(Extracted data entries)
Content starts

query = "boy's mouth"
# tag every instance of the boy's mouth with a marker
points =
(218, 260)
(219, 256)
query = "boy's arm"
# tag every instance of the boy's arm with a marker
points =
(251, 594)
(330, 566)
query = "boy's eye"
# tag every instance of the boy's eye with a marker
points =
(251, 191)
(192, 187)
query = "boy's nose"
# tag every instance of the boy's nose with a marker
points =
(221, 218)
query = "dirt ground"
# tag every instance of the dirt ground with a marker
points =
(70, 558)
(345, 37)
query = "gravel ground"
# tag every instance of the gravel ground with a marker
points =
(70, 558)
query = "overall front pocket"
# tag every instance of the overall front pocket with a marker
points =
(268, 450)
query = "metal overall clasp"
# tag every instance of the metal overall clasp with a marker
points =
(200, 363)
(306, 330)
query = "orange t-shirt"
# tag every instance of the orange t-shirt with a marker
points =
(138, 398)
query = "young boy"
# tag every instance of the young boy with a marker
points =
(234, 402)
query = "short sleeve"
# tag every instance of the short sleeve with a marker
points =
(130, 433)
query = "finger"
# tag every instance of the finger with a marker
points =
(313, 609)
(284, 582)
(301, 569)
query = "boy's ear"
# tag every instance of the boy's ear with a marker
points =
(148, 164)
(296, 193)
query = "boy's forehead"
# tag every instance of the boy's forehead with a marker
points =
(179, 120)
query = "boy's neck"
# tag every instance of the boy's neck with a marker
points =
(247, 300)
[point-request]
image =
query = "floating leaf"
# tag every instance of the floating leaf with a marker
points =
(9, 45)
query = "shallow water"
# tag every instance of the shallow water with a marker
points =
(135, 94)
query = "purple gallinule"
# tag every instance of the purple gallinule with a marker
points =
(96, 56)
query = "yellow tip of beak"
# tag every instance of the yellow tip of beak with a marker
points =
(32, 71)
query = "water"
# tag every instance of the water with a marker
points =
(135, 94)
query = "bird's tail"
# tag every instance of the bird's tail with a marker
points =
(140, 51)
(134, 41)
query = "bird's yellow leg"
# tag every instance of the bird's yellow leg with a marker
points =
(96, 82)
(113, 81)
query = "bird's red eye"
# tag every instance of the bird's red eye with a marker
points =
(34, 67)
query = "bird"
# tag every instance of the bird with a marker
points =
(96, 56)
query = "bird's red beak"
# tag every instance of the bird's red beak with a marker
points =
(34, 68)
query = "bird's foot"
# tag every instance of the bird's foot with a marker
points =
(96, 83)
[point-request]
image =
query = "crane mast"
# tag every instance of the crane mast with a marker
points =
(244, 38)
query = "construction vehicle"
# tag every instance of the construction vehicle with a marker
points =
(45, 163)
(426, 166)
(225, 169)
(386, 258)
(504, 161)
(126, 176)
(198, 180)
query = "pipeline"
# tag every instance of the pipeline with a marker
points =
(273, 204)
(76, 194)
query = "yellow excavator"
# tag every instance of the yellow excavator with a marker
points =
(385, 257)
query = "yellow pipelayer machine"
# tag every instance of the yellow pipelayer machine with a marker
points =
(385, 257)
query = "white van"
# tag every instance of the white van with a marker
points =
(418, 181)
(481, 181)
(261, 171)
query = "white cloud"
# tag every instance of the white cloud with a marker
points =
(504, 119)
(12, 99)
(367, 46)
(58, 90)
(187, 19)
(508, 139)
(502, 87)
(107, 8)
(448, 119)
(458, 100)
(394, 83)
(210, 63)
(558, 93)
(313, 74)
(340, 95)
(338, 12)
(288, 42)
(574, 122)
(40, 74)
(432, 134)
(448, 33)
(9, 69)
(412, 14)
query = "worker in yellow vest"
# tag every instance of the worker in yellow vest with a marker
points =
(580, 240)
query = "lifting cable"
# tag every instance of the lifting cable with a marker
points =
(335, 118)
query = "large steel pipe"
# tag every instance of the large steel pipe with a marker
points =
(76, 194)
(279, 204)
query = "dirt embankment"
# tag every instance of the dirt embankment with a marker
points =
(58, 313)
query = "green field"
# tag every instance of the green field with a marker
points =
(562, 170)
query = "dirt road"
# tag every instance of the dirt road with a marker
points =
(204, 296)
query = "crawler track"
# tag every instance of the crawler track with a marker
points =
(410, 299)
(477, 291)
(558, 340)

Content ends
Content starts

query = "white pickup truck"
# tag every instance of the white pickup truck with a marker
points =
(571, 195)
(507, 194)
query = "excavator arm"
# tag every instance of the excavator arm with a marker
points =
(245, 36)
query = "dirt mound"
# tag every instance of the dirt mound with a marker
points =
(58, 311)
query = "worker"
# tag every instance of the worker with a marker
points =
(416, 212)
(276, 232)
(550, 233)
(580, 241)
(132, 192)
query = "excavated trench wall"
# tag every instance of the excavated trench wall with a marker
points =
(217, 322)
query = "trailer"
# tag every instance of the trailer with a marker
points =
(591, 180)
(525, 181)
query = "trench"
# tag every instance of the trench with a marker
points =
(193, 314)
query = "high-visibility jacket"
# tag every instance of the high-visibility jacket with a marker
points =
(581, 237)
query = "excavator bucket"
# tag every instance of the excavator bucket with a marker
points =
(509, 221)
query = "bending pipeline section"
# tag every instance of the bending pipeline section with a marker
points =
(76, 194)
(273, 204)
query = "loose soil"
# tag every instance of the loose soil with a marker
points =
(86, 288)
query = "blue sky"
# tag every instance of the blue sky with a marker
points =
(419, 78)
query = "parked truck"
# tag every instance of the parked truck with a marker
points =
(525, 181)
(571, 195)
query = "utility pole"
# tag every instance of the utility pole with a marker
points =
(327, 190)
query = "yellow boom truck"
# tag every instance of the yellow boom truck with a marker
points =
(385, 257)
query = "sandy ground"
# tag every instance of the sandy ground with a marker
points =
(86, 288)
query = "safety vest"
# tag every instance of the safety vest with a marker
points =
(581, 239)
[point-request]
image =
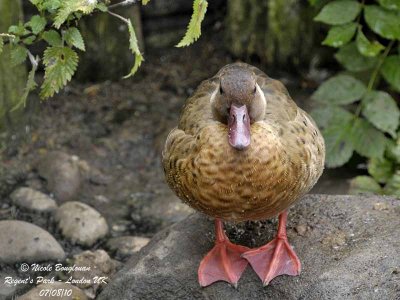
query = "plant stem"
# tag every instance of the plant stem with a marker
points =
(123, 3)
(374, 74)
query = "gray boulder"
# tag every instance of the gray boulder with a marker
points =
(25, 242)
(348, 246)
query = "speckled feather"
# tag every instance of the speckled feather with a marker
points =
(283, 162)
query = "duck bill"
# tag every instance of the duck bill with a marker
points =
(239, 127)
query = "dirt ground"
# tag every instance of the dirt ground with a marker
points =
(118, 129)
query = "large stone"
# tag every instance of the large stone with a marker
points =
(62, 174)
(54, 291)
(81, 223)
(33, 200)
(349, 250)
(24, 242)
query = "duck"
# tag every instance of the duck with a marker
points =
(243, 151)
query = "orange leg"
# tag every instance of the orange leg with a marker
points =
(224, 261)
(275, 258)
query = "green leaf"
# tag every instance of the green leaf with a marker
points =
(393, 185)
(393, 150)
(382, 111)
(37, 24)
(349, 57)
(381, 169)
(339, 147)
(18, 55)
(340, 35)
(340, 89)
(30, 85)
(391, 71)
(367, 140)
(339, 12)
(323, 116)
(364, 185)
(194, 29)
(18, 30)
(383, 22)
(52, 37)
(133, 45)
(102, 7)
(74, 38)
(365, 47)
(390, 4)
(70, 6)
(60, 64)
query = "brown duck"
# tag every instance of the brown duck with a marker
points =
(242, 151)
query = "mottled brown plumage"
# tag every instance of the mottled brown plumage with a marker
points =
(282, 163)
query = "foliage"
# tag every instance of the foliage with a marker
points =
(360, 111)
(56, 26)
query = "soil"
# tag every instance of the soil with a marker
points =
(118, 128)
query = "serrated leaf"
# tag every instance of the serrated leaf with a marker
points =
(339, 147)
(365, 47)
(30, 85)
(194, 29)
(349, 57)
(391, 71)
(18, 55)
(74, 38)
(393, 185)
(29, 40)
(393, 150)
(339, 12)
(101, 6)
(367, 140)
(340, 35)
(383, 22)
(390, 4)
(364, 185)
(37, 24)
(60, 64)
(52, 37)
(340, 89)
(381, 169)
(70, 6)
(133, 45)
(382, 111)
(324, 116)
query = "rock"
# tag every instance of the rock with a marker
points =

Content ends

PROBLEM ->
Please find every line in the records above that holds the word "machine" and copy it.

SOLUTION TO THIS EXERCISE ->
query = "yellow pipelayer machine"
# tag every instance of the yellow pipelayer machine with a marker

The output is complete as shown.